TAREA ASIGNADA:
Responde estas preguntas sobre la reseña de Piedras en el agua:
1. ¿Con qué novela ganó Antonio Soler el Herralde de 1996?
2. ¿Qué figura aparece en la viñeta de la cubierta del libro?
3. ¿A qué poetas se compara el aire generacional de los poemas del «sujeto sociológico»?

TEXTO PROPORCIONADO:
--

PIEDRAS EN EL AGUA, de Alberto Tesán
Pre-Textos, Valencia, 2004
Es posible que algún lector recuerde un personaje de Las bailarinas muertas (1996), novela con la que Antonio Soler ganó el Herralde de aquel año, llamado «el poeta Tesán», en cuyos versos, insistía el narrador, se caían los techos cuando uno menos lo esperaba. En 1996 precisamente Alberto Tesán (1971) había publicado su primer libro, El mismo hombre (Pre-Textos) y ahora aparece un nuevo título, Piedras en el agua, donde se incluye aquel poema que tanto impresionó a Antonio Soler, quien posiblemente lo escuchó recitar en boca de su autor en alguna lectura.
«Estaban en la cama cuando el techo cedió», así empieza el poema «Es sencillo». Una pareja que acaba de amarse y de jurarse «amor eterno», en su pequeña casa del centro, en su estrecho mundo limitado, con amigos «juiciosos y aburridos», sin excesos ni sobresaltos. Es la perfecta extensión de la paz burguesa. Un día, sin embargo, «aparece / una grieta que parte el techo en dos mitades» mientras los amantes sueñan con sendas infancias antes de que el techo ceda sobre sus cuerpos desnudos. No es extraño que Antonio Soler se fijara en este poema, pues concentra las claves temáticas del poeta. Llama la atención también la viñeta que luce la cubierta del libro: un futbolista. Y el mejor poema del conjunto se titula «Fuera de juego»; en él se cuenta con sobrecogedores detalles cómo es la fulgurante carrera de un deportista de élite hasta que una «imposible» lesión le devuelve como única moneda del paraíso prometido «la humillación y el miedo». Un techo que cede inesperadamente sobre su cabeza.
Tal como se observa en los dos poemas recreados aquí, conviven dos sujetos poéticos distintos en Piedras en el agua. Uno, el que protagoniza «Fuera de juego», indaga en la propia biografía, con las más punzantes armas líricas, las raíces del dolor: «unos versos de sombra que se pudren / en las aguas de la experiencia clara». Son poemas que, en el polo opuesto de la autocomplacencia al uso, sacuden el sentido de lo vivido de modo implacable. No son muchos, pero son los mejores. Su intensidad y su visión global de la vida impiden que se prodiguen. Junto a este inmisericorde yo lírico convive otro tipo de poema, como el de la pareja cuyo techo cedió mientras soñaban en sendas infancias, que posee un indiscutible aire generacional, próximo a Pablo García Casado o Vicente Luis Mora. A veces estos poemas están narrados en una tercera persona que los acerca al relato —evocar a Raymond Carver no resulta gratuito. En otras ocasiones, aun estando el poema en primera persona, resulta evidente que su contenido se aleja —literariamente— de la biografía del poeta. Cabría denominar al protagonista de estos poemas «sujeto sociológico», pues remite antes al juicio de la sociedad en la que el poeta vive que a su propio mundo lírico.

--

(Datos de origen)

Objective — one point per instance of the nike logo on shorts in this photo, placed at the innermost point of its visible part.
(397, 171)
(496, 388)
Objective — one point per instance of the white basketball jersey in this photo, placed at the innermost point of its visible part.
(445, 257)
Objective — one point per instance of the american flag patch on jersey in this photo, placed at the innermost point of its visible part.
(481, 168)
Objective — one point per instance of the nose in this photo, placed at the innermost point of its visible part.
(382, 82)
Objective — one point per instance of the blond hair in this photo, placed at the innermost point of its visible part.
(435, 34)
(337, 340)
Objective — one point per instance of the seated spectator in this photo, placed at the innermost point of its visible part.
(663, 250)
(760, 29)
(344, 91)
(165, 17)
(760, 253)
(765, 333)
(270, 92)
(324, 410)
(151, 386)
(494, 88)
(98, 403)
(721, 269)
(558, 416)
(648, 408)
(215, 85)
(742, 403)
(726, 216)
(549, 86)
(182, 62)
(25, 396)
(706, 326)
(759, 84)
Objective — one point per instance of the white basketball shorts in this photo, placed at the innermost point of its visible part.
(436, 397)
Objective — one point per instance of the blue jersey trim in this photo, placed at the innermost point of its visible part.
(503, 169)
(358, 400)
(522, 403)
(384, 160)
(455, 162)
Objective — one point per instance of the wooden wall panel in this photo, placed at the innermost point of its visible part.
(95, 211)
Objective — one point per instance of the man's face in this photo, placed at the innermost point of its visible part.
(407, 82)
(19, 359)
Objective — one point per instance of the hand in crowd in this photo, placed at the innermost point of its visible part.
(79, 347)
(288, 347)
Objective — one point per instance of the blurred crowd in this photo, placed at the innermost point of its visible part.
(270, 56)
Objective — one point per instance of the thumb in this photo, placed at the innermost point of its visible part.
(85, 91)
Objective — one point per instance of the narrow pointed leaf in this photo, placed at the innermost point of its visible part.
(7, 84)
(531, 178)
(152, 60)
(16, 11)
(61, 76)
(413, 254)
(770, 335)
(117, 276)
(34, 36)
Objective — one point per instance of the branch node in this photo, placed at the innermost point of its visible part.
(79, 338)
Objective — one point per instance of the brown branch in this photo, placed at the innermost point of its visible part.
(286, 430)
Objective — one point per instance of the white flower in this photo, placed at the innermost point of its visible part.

--

SOLUCIÓN DEL EJERCICIO:
1. Con Las bailarinas muertas.
2. Un futbolista.
3. A Pablo García Casado y Vicente Luis Mora.